■ Records supplied ■
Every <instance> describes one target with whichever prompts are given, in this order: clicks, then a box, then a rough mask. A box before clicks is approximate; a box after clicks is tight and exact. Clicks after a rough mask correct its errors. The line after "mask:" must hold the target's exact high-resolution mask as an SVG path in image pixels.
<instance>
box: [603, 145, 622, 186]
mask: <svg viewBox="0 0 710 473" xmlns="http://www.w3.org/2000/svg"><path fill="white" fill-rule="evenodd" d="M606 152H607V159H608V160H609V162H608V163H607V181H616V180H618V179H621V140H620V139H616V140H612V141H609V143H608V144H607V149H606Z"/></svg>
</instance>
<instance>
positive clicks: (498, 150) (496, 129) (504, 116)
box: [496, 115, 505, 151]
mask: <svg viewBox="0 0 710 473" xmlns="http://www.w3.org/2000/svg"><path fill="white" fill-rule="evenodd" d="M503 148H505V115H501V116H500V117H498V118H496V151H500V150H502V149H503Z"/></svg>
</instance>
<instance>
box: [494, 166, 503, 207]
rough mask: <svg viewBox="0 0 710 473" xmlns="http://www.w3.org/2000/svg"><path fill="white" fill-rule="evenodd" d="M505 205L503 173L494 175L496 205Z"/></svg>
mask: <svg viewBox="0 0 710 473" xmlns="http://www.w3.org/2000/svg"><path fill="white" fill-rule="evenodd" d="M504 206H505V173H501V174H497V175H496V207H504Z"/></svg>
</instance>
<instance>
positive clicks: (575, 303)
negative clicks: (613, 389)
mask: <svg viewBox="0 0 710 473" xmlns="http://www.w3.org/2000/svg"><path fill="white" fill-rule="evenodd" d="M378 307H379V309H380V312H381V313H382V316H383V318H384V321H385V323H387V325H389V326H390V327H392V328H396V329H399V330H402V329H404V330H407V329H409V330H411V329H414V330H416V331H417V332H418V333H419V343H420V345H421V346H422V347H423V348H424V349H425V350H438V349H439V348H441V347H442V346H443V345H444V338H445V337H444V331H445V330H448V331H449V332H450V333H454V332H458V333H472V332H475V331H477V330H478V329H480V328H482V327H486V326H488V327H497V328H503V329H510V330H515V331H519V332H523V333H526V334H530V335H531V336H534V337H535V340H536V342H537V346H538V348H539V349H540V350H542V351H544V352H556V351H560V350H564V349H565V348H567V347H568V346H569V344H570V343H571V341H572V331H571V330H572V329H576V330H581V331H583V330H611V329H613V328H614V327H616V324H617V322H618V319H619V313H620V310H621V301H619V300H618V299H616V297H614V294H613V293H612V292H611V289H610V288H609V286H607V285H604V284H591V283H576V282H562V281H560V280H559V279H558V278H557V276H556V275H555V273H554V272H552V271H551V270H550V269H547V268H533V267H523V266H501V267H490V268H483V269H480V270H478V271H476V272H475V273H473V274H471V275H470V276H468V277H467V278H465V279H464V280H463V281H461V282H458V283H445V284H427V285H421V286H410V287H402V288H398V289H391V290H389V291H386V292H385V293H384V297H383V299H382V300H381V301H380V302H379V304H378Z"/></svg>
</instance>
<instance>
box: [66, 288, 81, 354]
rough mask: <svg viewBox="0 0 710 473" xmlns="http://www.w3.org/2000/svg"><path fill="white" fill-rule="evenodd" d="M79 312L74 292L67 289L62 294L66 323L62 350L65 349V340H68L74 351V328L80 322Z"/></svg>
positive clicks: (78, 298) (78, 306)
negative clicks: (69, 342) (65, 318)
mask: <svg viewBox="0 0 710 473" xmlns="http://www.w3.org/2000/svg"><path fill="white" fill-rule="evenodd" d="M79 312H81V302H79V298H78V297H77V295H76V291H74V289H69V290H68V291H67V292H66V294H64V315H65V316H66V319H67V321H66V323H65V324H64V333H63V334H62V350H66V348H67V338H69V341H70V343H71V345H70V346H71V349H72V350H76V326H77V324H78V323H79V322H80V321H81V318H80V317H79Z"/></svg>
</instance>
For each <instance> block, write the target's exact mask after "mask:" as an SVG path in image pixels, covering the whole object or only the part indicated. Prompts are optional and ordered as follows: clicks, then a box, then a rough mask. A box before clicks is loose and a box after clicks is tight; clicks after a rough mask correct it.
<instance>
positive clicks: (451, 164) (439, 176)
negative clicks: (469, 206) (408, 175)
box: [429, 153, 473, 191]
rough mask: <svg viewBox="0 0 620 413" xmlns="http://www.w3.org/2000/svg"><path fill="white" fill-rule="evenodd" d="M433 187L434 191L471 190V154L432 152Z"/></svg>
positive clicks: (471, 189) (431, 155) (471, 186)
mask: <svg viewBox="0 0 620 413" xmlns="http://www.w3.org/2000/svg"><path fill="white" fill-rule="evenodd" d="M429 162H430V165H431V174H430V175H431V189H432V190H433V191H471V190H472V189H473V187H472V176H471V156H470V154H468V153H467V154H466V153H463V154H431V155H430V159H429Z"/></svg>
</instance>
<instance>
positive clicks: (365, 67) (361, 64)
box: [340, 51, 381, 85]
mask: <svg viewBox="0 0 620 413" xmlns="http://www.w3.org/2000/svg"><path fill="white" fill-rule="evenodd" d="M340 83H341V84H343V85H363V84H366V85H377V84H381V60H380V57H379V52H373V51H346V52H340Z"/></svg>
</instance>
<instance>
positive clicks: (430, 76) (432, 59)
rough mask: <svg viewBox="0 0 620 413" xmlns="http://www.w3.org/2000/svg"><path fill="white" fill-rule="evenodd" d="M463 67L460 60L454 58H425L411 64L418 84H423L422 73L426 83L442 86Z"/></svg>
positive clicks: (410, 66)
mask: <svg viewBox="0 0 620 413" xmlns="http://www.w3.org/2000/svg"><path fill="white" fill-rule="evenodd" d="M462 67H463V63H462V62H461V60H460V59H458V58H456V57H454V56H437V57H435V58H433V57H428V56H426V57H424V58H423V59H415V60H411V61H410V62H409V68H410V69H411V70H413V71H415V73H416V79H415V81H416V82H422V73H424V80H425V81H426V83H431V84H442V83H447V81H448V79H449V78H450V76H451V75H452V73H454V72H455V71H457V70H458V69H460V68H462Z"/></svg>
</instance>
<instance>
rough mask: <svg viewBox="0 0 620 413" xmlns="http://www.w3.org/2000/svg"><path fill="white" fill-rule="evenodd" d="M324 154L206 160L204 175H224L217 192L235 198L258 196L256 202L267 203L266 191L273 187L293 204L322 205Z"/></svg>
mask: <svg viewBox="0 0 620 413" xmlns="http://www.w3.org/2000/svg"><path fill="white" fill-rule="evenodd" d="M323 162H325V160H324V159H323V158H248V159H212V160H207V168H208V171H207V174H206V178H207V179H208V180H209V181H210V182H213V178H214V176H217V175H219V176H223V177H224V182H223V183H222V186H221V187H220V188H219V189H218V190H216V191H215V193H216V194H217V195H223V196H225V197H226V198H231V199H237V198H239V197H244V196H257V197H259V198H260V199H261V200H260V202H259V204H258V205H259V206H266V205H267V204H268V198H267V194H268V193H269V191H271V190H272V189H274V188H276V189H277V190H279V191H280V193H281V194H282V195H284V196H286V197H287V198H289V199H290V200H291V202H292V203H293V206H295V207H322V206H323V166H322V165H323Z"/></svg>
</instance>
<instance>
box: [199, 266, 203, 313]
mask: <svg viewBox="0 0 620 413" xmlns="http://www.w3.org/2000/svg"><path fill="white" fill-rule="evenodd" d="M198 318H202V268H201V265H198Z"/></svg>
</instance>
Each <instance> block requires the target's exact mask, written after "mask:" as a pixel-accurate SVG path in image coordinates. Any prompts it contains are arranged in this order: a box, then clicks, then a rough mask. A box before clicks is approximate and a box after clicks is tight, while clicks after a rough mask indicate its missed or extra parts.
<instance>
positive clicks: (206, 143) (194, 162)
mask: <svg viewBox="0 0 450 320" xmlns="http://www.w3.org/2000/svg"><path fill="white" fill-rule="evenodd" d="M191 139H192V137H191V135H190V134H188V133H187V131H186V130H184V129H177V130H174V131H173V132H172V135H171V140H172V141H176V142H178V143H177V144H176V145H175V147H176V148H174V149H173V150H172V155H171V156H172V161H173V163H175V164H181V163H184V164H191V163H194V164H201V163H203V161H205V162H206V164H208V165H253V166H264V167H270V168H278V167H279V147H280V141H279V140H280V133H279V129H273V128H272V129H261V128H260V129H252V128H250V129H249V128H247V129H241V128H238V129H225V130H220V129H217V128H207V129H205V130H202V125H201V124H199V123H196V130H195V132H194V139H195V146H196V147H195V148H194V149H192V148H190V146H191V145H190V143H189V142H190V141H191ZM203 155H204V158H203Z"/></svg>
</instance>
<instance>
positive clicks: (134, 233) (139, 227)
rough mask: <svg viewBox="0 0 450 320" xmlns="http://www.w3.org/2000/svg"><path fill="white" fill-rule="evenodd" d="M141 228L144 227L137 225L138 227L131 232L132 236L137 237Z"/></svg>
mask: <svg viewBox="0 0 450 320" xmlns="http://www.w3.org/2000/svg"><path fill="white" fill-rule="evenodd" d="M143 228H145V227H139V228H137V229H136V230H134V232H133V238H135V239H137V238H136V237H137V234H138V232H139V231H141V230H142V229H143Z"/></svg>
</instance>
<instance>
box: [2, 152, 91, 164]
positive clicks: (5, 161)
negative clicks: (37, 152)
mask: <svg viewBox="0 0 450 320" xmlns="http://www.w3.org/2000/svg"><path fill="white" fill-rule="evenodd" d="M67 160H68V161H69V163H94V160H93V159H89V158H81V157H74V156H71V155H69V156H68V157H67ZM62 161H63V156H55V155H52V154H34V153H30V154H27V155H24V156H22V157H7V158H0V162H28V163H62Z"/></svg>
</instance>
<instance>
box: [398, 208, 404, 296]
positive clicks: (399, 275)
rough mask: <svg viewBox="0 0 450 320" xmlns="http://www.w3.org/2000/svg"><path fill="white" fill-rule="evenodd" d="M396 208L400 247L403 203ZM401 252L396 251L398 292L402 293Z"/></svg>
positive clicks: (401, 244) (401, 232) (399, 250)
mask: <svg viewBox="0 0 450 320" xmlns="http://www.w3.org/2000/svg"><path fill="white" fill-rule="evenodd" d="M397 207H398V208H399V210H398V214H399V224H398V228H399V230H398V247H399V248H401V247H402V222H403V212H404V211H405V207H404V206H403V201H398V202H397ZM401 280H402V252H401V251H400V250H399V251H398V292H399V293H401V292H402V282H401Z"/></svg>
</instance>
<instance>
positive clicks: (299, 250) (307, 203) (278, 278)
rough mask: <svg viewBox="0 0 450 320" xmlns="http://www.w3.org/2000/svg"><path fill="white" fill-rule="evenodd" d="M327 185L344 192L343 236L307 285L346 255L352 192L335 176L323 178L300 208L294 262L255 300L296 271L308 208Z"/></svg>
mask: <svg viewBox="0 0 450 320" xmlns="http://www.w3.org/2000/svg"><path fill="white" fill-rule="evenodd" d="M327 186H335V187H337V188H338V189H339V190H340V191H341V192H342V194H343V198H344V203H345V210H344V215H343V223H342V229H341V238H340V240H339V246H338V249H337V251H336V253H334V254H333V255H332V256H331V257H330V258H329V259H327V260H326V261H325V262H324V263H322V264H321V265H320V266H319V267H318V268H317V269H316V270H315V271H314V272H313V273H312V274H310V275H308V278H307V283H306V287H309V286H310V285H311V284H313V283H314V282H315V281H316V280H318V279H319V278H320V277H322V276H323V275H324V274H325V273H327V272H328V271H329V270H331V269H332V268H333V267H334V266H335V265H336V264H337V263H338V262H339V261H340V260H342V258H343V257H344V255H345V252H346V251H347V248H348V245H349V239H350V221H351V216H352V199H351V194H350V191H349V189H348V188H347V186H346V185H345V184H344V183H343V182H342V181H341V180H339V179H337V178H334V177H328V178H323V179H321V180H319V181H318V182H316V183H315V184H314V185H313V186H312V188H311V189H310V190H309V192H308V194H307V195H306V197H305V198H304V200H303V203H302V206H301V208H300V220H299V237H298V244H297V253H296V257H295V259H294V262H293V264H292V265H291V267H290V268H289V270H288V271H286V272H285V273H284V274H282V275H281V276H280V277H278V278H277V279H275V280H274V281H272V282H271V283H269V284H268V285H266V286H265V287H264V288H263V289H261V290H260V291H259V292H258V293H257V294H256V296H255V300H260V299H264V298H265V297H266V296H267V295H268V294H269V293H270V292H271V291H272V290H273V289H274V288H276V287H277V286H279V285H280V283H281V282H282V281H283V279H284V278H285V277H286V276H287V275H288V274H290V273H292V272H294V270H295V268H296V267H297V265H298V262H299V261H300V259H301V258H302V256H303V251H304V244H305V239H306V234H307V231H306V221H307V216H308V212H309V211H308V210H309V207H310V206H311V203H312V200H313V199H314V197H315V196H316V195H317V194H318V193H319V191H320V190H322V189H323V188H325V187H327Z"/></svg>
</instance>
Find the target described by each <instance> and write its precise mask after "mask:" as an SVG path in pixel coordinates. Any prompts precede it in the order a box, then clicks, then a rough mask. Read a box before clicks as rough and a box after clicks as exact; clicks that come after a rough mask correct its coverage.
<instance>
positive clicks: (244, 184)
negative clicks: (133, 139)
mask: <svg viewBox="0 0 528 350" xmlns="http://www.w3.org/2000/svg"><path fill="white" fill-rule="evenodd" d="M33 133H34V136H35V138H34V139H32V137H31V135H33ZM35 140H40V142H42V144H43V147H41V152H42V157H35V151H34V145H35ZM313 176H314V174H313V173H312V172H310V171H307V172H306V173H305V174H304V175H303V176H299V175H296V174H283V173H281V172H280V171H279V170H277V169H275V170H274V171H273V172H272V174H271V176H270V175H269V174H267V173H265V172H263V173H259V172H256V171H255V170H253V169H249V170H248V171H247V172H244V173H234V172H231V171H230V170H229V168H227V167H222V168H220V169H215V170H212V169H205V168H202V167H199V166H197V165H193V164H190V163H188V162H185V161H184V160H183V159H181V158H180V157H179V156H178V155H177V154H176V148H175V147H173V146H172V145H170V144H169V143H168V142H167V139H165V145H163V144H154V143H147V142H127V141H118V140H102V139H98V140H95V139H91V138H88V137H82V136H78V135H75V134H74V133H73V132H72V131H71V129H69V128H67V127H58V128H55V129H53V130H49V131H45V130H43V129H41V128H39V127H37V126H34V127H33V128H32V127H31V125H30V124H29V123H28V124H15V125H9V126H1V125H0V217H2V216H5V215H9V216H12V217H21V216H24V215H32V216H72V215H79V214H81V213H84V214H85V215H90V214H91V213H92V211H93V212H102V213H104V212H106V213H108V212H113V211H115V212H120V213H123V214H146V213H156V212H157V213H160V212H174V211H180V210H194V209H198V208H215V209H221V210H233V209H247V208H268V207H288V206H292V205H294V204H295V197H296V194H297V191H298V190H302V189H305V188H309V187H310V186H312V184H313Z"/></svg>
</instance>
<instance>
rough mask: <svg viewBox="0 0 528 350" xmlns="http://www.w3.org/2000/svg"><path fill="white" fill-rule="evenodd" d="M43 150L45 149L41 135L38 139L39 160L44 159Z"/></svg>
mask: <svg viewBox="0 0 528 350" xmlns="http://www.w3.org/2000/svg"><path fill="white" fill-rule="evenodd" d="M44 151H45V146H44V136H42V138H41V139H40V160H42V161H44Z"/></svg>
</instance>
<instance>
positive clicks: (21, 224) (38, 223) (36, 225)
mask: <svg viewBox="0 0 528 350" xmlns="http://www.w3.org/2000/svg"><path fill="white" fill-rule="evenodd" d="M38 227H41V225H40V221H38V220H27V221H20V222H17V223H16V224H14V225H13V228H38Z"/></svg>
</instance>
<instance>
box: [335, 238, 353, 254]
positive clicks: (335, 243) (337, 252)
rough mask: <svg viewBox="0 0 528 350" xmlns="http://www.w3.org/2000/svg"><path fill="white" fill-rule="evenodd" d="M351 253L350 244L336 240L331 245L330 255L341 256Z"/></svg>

■ Your instructions ■
Please copy the records above from their first line through the line containing "box: [603, 145, 622, 186]", with both of those lines included.

■ Answer area ■
Every <instance> describes one target with whichever prompts are given, in this order: clicks, then a box, then a rough mask. A box before clicks is approximate; a box after clicks is tight and exact. Clicks after a rough mask correct its errors. The line after "mask:" must hold the target's exact high-resolution mask as an SVG path in image pixels.
<instance>
box: [603, 145, 622, 186]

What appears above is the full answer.